**Pasaje extraído:**
● ● ● ●

El 28 de diciembre pasado hizo exactamente 111 años que
Baroja le puso el punto final a El mayorazgo
de Labraz. Era su cuarta novela, a una por año, y, como las anteriores,
había nacido en forma de folletín. Me imagino que se habrá estudiado el doble
efecto de cohesión y de disgregación que causó esta técnica en Baroja: cohesión
porque el autor necesita una continuidad, un qué será, con una estructura general sencilla que sirve de cordel
para ir colgando los capítulos; y disgregación para que estos capítulos sean
entidades autónomas, episodios, pero no solo desde el punto de vista narrativo,
sino también del estilístico.
En El mayorazgo de Labraz es quizá donde
más extremosamente se perciben esas
características que por otra parte determinarán la narrativa entera de Baroja.

● ● ● ●

**Líneas de datos:**
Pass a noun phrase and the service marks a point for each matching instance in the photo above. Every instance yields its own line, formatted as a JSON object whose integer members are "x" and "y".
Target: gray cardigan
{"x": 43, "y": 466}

● ● ● ●

**Complete lo siguiente:**
A) Responda según el pasaje extraído:
(i) ¿Cuántos años se cumplieron el 28 de diciembre pasado desde que Baroja terminó El mayorazgo de Labraz?
(ii) ¿Qué lugar ocupaba esa novela entre las de Baroja?
(iii) ¿En qué forma había nacido?
B) Devuelva literalmente el fragmento del pasaje extraído que comienza con "El 28 de diciembre" y continúa hasta "también del estilístico.".
C) Indique si cada afirmación concuerda con el pasaje extraído:
(i) Las novelas anteriores de Baroja también habían nacido como folletín.
(ii) La disgregación hace que los capítulos sean entidades autónomas solo desde el punto de vista narrativo.
(iii) Baroja publicaba una novela cada dos años.

**Soluciones por tarea:**
A)
(i) Exactamente 111 años.
(ii) Era su cuarta novela.
(iii) En forma de folletín.

B)
El 28 de diciembre pasado hizo exactamente 111 años que
Baroja le puso el punto final a El mayorazgo
de Labraz. Era su cuarta novela, a una por año, y, como las anteriores,
había nacido en forma de folletín. Me imagino que se habrá estudiado el doble
efecto de cohesión y de disgregación que causó esta técnica en Baroja: cohesión
porque el autor necesita una continuidad, un qué será, con una estructura general sencilla que sirve de cordel
para ir colgando los capítulos; y disgregación para que estos capítulos sean
entidades autónomas, episodios, pero no solo desde el punto de vista narrativo,
sino también del estilístico.

C)
(i) Sí: "como las anteriores, había nacido en forma de folletín".
(ii) No: "pero no solo desde el punto de vista narrativo, sino también del estilístico".
(iii) No: "a una por año".